The crucial point here is to note that the troposphere is where you have convection, and you have convection to maintain a balance of energy. This region of the atmosphere has a net cooling effect from radiation, and net heating from convection.

It's important to note that "heating" and "cooling" here does not refer to temperature changing, but to the sign of the energy flux into and out of a given level of the atmosphere. The equilibrium response being calculated here has energy in balance, which means that radiative cooling is balanced by convective heating, in the troposphere.

It's also important to note that "warming" in the sense of climate attaining a new higher equilibrium temperature works side by side with "cooling" in the sense that a greenhouse effect involves the atmosphere shedding energy (cooling) by radiating in the infrared. The "warming" in "global warming" is a comparison of the different temperatures in two different equilibrium states. The "cooling" is a reference to the net flux of radiant energy when the new higher temperature equilibrium is attained.

**THINGS TO DO:**
- a) Answer these questions from the text on atmospheric heating and cooling:
(i) From what does the troposphere get its net heating?
(ii) In the equilibrium response being calculated, what balances radiative cooling in the troposphere?
(iii) What is the "warming" in "global warming" a comparison of?
- b) Does each statement agree with the text on atmospheric heating and cooling? Answer yes or no for each, and quote the words that decide it.
(i) The troposphere has a net cooling effect from radiation.
(ii) "Heating" and "cooling" in the text refer to temperature changing.
(iii) In a greenhouse effect, the atmosphere sheds energy by radiating in the ultraviolet.
The listing that comes next is separate material and unrelated to the text on atmospheric heating and cooling.

**STORED RECORDS:**
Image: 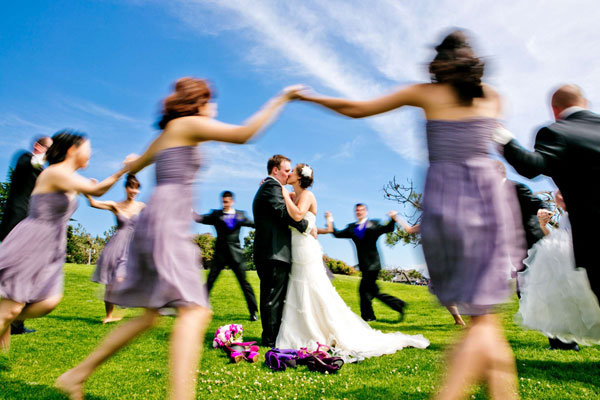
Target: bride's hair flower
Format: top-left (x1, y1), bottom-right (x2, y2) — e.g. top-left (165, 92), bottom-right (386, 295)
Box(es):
top-left (300, 165), bottom-right (312, 178)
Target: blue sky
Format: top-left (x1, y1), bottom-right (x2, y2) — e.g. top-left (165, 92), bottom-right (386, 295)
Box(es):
top-left (0, 0), bottom-right (600, 274)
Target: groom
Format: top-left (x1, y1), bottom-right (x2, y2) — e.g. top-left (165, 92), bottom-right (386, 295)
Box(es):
top-left (494, 85), bottom-right (600, 299)
top-left (252, 154), bottom-right (316, 347)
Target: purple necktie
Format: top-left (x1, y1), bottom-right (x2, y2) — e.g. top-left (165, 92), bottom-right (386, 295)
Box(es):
top-left (223, 214), bottom-right (236, 230)
top-left (354, 221), bottom-right (367, 240)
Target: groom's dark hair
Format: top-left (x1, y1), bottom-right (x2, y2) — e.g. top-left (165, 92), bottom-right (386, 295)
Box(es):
top-left (267, 154), bottom-right (292, 175)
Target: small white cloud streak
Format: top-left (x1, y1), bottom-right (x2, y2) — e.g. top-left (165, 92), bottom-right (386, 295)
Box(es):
top-left (63, 98), bottom-right (148, 126)
top-left (151, 0), bottom-right (600, 161)
top-left (198, 143), bottom-right (269, 184)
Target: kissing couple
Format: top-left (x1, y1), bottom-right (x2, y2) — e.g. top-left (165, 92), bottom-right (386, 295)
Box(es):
top-left (252, 155), bottom-right (429, 362)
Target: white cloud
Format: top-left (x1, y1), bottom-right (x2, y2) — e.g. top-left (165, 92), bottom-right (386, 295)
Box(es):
top-left (198, 143), bottom-right (269, 186)
top-left (62, 98), bottom-right (148, 127)
top-left (151, 0), bottom-right (600, 160)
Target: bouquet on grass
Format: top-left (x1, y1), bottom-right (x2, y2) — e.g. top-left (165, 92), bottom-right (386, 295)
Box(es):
top-left (213, 324), bottom-right (244, 349)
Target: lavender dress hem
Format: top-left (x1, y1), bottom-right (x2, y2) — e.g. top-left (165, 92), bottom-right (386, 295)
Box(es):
top-left (421, 118), bottom-right (525, 315)
top-left (0, 192), bottom-right (77, 303)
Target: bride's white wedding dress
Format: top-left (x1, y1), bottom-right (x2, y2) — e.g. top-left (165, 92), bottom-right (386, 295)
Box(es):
top-left (276, 211), bottom-right (429, 362)
top-left (515, 214), bottom-right (600, 345)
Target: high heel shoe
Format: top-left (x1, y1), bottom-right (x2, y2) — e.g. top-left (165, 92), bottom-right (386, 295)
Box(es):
top-left (306, 355), bottom-right (344, 374)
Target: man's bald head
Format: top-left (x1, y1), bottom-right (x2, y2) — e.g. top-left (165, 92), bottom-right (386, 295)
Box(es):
top-left (552, 84), bottom-right (587, 119)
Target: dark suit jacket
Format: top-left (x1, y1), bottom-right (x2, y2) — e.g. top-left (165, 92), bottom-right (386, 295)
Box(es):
top-left (333, 219), bottom-right (395, 272)
top-left (513, 182), bottom-right (550, 249)
top-left (0, 152), bottom-right (42, 240)
top-left (504, 110), bottom-right (600, 268)
top-left (194, 210), bottom-right (254, 265)
top-left (252, 177), bottom-right (308, 267)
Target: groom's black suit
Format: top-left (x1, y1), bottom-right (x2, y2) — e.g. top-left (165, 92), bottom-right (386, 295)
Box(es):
top-left (252, 177), bottom-right (308, 347)
top-left (333, 220), bottom-right (405, 321)
top-left (504, 110), bottom-right (600, 298)
top-left (194, 210), bottom-right (258, 316)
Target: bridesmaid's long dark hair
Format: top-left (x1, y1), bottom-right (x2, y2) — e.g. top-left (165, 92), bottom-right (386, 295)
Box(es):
top-left (429, 30), bottom-right (485, 106)
top-left (46, 129), bottom-right (87, 165)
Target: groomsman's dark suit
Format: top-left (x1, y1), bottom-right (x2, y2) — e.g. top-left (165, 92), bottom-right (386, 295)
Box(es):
top-left (252, 176), bottom-right (308, 347)
top-left (504, 109), bottom-right (600, 298)
top-left (333, 219), bottom-right (406, 321)
top-left (0, 152), bottom-right (42, 241)
top-left (0, 138), bottom-right (49, 335)
top-left (194, 210), bottom-right (258, 320)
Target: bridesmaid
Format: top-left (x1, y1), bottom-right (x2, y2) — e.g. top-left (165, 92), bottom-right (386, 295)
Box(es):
top-left (86, 174), bottom-right (146, 324)
top-left (0, 131), bottom-right (131, 352)
top-left (297, 31), bottom-right (524, 399)
top-left (56, 78), bottom-right (297, 400)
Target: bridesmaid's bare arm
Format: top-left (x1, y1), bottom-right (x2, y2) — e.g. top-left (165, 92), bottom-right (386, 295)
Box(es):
top-left (295, 84), bottom-right (429, 118)
top-left (85, 194), bottom-right (119, 214)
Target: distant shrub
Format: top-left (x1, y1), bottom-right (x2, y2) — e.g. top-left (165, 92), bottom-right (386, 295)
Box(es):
top-left (323, 255), bottom-right (358, 276)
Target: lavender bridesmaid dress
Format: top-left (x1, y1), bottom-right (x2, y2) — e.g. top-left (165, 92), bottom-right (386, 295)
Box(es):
top-left (92, 214), bottom-right (139, 285)
top-left (421, 118), bottom-right (525, 315)
top-left (0, 192), bottom-right (77, 303)
top-left (106, 146), bottom-right (210, 309)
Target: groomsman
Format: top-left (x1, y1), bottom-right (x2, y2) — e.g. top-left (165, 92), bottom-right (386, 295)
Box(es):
top-left (194, 190), bottom-right (258, 321)
top-left (327, 203), bottom-right (406, 321)
top-left (494, 85), bottom-right (600, 304)
top-left (0, 136), bottom-right (52, 335)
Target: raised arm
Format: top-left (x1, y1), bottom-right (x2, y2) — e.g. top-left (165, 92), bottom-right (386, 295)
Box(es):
top-left (503, 128), bottom-right (565, 179)
top-left (240, 212), bottom-right (255, 228)
top-left (281, 186), bottom-right (314, 221)
top-left (174, 86), bottom-right (301, 144)
top-left (85, 194), bottom-right (119, 214)
top-left (127, 136), bottom-right (164, 174)
top-left (295, 84), bottom-right (428, 118)
top-left (48, 162), bottom-right (128, 197)
top-left (317, 211), bottom-right (333, 235)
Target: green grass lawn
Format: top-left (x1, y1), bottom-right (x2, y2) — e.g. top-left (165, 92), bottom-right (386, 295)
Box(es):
top-left (0, 265), bottom-right (600, 400)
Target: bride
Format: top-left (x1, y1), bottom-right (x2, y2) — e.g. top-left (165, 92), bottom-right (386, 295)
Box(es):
top-left (276, 163), bottom-right (429, 362)
top-left (515, 192), bottom-right (600, 346)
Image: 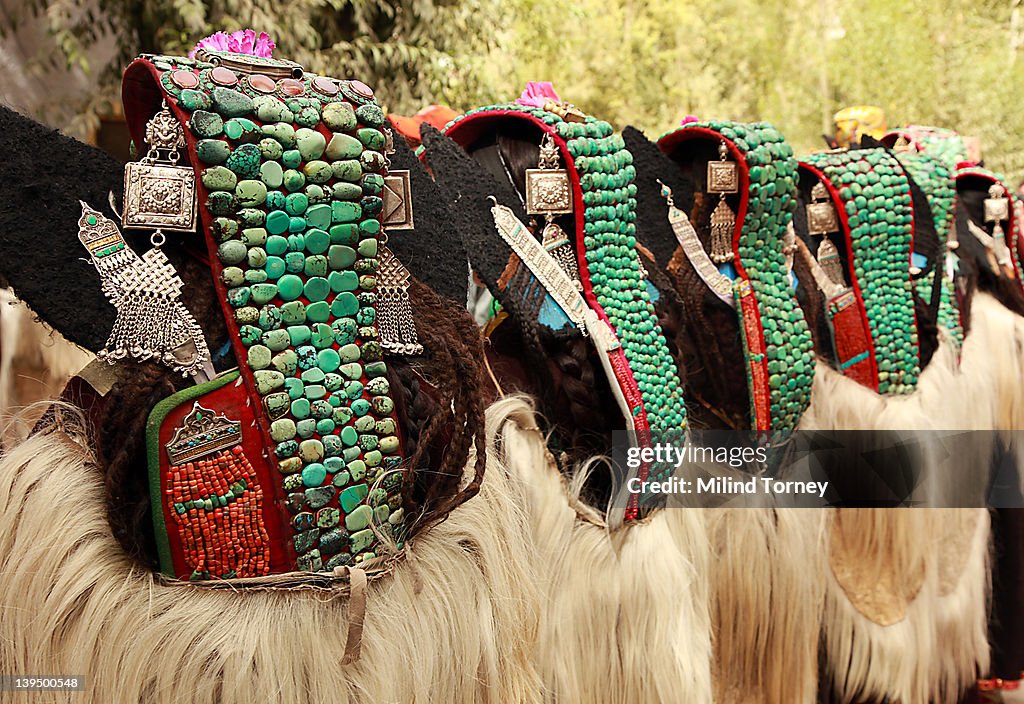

**FULL ANSWERS:**
- a)
(i) Convection.
(ii) Convective heating.
(iii) The different temperatures in two different equilibrium states.

- b)
(i) Yes: "This region of the atmosphere has a net cooling effect from radiation"
(ii) No: "does not refer to temperature changing, but to the sign of the energy flux into and out of a given level of the atmosphere"
(iii) No: "a greenhouse effect involves the atmosphere shedding energy (cooling) by radiating in the infrared"